| Task objective |
Set every entry below down once more, exactly as it stands, without images.

(Natural-language object grounding data)

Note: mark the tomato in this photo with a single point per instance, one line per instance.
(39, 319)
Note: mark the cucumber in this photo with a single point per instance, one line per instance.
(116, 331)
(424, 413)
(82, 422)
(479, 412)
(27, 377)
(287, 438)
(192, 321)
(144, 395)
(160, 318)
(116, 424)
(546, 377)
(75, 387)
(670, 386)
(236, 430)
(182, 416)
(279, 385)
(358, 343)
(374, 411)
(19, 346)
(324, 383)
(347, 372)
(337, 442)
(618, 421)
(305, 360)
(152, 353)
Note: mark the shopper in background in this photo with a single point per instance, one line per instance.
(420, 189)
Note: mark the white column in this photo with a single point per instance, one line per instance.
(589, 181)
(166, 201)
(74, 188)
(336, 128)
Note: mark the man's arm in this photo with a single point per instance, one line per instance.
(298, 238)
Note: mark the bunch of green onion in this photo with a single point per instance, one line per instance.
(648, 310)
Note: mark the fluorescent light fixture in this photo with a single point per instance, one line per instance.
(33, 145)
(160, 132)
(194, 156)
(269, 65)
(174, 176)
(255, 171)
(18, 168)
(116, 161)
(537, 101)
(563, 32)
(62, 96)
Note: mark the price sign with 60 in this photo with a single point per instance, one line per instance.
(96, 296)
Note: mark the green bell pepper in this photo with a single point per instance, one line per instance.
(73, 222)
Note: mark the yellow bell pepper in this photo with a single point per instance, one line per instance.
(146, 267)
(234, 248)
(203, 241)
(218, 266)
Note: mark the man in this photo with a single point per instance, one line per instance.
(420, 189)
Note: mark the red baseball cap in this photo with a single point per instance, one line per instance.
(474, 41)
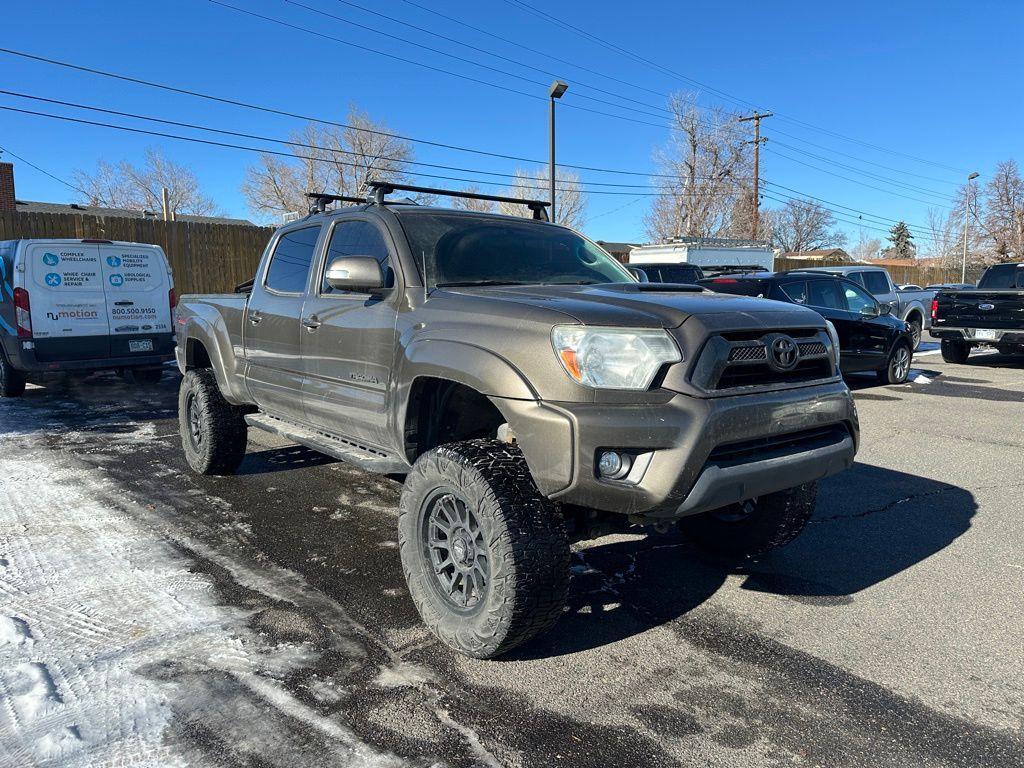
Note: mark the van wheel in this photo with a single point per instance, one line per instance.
(11, 381)
(485, 555)
(753, 527)
(954, 350)
(143, 376)
(213, 431)
(897, 367)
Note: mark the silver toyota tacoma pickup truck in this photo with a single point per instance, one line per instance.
(526, 388)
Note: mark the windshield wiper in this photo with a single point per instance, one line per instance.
(471, 283)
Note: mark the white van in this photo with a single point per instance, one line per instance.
(83, 305)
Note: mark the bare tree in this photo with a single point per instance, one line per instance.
(469, 204)
(865, 248)
(1004, 218)
(708, 167)
(140, 187)
(570, 200)
(804, 225)
(334, 160)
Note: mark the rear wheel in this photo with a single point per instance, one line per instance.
(11, 381)
(897, 367)
(485, 555)
(954, 350)
(213, 431)
(753, 527)
(143, 376)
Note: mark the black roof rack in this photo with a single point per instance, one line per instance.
(381, 188)
(320, 201)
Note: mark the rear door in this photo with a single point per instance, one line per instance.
(65, 281)
(137, 285)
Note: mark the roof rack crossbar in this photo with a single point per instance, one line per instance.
(381, 188)
(320, 201)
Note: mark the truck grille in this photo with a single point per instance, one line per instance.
(745, 359)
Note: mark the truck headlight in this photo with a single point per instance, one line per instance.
(613, 357)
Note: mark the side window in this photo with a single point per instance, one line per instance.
(877, 283)
(825, 294)
(292, 258)
(856, 298)
(357, 238)
(797, 292)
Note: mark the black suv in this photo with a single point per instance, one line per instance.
(869, 338)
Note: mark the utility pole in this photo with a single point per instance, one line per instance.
(967, 222)
(758, 140)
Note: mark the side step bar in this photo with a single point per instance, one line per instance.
(364, 457)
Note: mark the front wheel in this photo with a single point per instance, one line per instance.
(753, 527)
(11, 381)
(213, 431)
(485, 555)
(954, 350)
(897, 366)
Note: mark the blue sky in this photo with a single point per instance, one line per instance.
(936, 81)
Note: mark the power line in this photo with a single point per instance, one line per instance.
(723, 94)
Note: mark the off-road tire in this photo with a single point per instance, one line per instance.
(954, 350)
(893, 373)
(526, 545)
(218, 445)
(11, 381)
(775, 520)
(145, 377)
(916, 332)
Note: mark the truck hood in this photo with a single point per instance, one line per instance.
(647, 305)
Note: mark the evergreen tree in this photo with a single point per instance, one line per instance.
(903, 246)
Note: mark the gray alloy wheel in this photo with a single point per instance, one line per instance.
(897, 367)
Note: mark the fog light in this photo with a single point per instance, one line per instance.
(613, 465)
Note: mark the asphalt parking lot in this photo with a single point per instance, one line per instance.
(889, 634)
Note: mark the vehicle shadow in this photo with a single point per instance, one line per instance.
(870, 524)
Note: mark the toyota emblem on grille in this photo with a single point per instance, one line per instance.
(783, 354)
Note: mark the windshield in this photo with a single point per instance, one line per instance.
(1003, 278)
(461, 250)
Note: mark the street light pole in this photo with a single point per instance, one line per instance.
(967, 222)
(557, 89)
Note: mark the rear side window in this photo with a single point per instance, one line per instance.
(825, 294)
(1003, 278)
(876, 283)
(292, 258)
(357, 238)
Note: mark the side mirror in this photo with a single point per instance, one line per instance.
(640, 274)
(360, 273)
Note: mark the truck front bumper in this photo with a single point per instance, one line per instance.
(689, 455)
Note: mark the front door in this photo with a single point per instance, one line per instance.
(270, 328)
(348, 341)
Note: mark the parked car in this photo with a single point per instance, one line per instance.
(80, 305)
(681, 273)
(869, 337)
(525, 385)
(909, 305)
(990, 315)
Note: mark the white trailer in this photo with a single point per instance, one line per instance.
(706, 252)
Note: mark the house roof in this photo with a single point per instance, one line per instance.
(28, 206)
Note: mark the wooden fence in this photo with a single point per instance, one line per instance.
(205, 257)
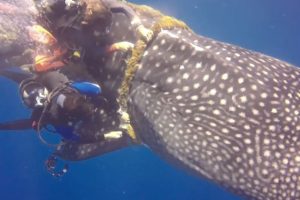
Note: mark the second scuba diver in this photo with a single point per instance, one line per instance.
(57, 101)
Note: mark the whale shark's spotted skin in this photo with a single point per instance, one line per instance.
(223, 112)
(229, 114)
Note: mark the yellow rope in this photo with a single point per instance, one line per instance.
(164, 23)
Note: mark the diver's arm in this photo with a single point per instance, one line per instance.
(79, 151)
(16, 125)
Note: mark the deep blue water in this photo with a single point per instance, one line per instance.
(268, 26)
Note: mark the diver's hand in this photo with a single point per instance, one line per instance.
(121, 46)
(144, 32)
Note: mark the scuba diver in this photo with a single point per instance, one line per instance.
(63, 104)
(56, 101)
(84, 25)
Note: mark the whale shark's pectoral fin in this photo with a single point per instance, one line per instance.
(75, 151)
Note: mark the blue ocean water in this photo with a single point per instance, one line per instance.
(268, 26)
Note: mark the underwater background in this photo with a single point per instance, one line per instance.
(268, 26)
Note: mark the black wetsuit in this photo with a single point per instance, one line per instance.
(64, 118)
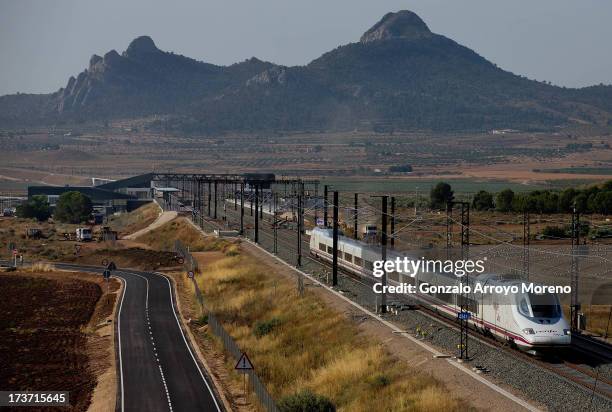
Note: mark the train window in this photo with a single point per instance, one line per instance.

| Response for this exercise |
Note: mark the tomato in this photo with a single point per instance, one line per instance.
(39, 319)
Note: mark the cucumber in this photo with a single point per instance, one line per instance.
(116, 331)
(424, 413)
(82, 422)
(479, 412)
(27, 377)
(287, 438)
(192, 321)
(144, 395)
(160, 318)
(116, 424)
(546, 377)
(75, 387)
(670, 386)
(236, 430)
(182, 416)
(279, 385)
(358, 343)
(374, 411)
(19, 346)
(324, 383)
(347, 372)
(337, 442)
(618, 421)
(305, 360)
(152, 353)
Note: mark the shopper in background in this photo with a single point per instance, one line per instance.
(420, 189)
Note: mark the white column in this photo with a single point per instance, one line per instance.
(589, 181)
(166, 201)
(74, 188)
(336, 128)
Note: mark the man's arm in this photo with a single point per instance, one line per instance.
(298, 238)
Note: mark the bunch of green onion in this photo with a single point per instance, one line per instance.
(648, 310)
Note: mark the fluorescent light fixture in this photo with a single point per instance, one line per instance.
(33, 145)
(160, 132)
(194, 156)
(269, 65)
(174, 176)
(255, 171)
(18, 168)
(116, 161)
(537, 101)
(563, 32)
(62, 96)
Note: mark the price sign with 60 in this photo with a single point per instance, one line per instance.
(96, 296)
Note: mark the green bell pepper in this photo with a single point per instance, one line per instance.
(73, 222)
Note: mark the yellow bell pepper in this photo with a single point per instance, one line per instance.
(146, 267)
(234, 248)
(203, 241)
(218, 266)
Note: mark the man in this photo with a single point per instance, one line per instance.
(420, 189)
Note: mark the red baseball cap in this photo with a single point per instance, one line per instance.
(474, 41)
Note: mark the van wheel in this photo with a single point per instance, one line per instance.
(11, 381)
(485, 555)
(753, 527)
(954, 350)
(143, 376)
(213, 431)
(897, 367)
Note: mark the silver toyota tacoma pickup truck in this photo with a single point per instance, one line per instance.
(526, 388)
Note: mark the windshield wiper in this photo with a single point per instance, one line per instance.
(471, 283)
Note: mark the white van in this photo with a single point per instance, one line per instance.
(83, 305)
Note: mark the bare tree in this photo with a single point per instance, one line per instance.
(469, 204)
(865, 248)
(1004, 218)
(708, 167)
(140, 187)
(570, 200)
(804, 225)
(334, 160)
Note: mark the rear wheel in this photo with a single point per instance, one line per instance.
(11, 381)
(897, 367)
(485, 555)
(954, 350)
(213, 431)
(753, 527)
(143, 376)
Note: mark the black roof rack in this photo with a single point per instance, one line per instance.
(381, 188)
(320, 201)
Note: mark the rear door in this photo with a single point per instance, one line per instance.
(65, 281)
(137, 285)
Note: mark the roof rack crossbar in this photo with a single point per instance, one line per instance.
(381, 188)
(320, 201)
Note: mark the truck grille in this photo with a single point per instance, one line per instance.
(745, 359)
Note: mark the truck headlight in this photo with a single point per instance, one line per instance.
(613, 357)
Note: mark the side window in this photo with a single point per instance, one line per instance.
(877, 283)
(825, 294)
(292, 258)
(856, 298)
(357, 238)
(797, 292)
Note: mark the black suv in this photo with a single point per instance, one line per instance.
(869, 338)
Note: mark the utility pole in this photo with a single point per instance, one line per instance.
(967, 222)
(758, 140)
Note: mark the side step bar in this photo with a single point per instance, one line per instance.
(364, 457)
Note: mark the front wheel in this photo with a single point per instance, one line per instance.
(753, 527)
(11, 381)
(213, 431)
(485, 555)
(954, 350)
(897, 366)
Note: mark the blue sky in this photo with a single point per instance, one line per instance.
(936, 81)
Note: mark the power line in this photo with a single point per instance, one line per instance.
(723, 94)
Note: mark the off-road tire in this photo with a single point per instance, one line per instance.
(954, 350)
(893, 373)
(526, 545)
(218, 445)
(11, 381)
(775, 520)
(145, 377)
(916, 332)
Note: mark the truck hood in this photo with a single point per instance, one line per instance.
(647, 305)
Note: mark the evergreen tree in this photo with a single point per instance, one line per instance.
(903, 246)
Note: mark the gray alloy wheel in this photo with a single point per instance, one line per instance.
(897, 367)
Note: mark the fog light in this photo with a single point per instance, one line per instance.
(613, 465)
Note: mark the asphalt parking lot in this photo with a single point per instance, one line per instance.
(889, 634)
Note: mark the vehicle shadow in this photo with a single point per instance, one line per instance.
(870, 524)
Note: mark the toyota emblem on grille in this photo with a single point per instance, one line per instance.
(783, 354)
Note: mark the windshield in this photo with a single point per instance, one line per instance.
(1003, 278)
(461, 250)
Note: mark the street light pole in this photo with a single point per instance, one line per instance.
(967, 222)
(557, 89)
Note: mark the rear side window in this photo with a single point per instance, one line per instance.
(825, 294)
(1003, 278)
(876, 283)
(292, 258)
(357, 238)
Note: mark the side mirror in this photo with a single point per instance, one line per instance.
(640, 274)
(360, 273)
Note: mark the truck front bumper in this photo with a single point per instance, one line per instance.
(689, 455)
Note: mark the front door in this photo with a single point per instance, one line per instance.
(270, 328)
(348, 341)
Note: mark the parked car in this photo with a single point per instance, one line per instance.
(80, 305)
(681, 273)
(869, 337)
(525, 385)
(909, 305)
(990, 315)
Note: mark the white trailer in this photo with a single point per instance, one line per instance.
(706, 252)
Note: mark the house roof in this photo with a single point per instance, one line per instance.
(28, 206)
Note: mark the wooden fence in this photo with a single point per instance, one line per instance.
(205, 257)
Note: mark the second scuba diver in this photo with a single point per instance, one line per instance.
(57, 101)
Note: mark the whale shark's spotted skin in this photo with a single point per instance, one line per instance.
(223, 112)
(229, 114)
Note: mark the yellow rope in this photo with a single point per instance, one line per instance.
(164, 23)
Note: mark the diver's arm in this photo with a single point per instance, one line per instance.
(79, 151)
(16, 125)
Note: mark the deep blue water in this photo with a single point per instance, one line per instance.
(268, 26)
Note: mark the diver's hand in this photo with a single point per instance, one line per instance.
(121, 46)
(144, 32)
Note: mark the scuba diver in this photo with a single point per instance, one line per instance.
(63, 104)
(56, 101)
(84, 25)
Note: mark the whale shark's pectoral fin in this photo with a single point per instance, one line per instance.
(75, 151)
Note: mark the blue ocean water in this photo with a single point per instance, one line per instance.
(268, 26)
Note: mark the underwater background in this photo with a single point per instance, one line per instance.
(268, 26)
Note: mark the black wetsuit in this photo with a single point per instance, one line per instance.
(64, 118)
Note: mark the train window in this photo with a single point per instance, one line per instance.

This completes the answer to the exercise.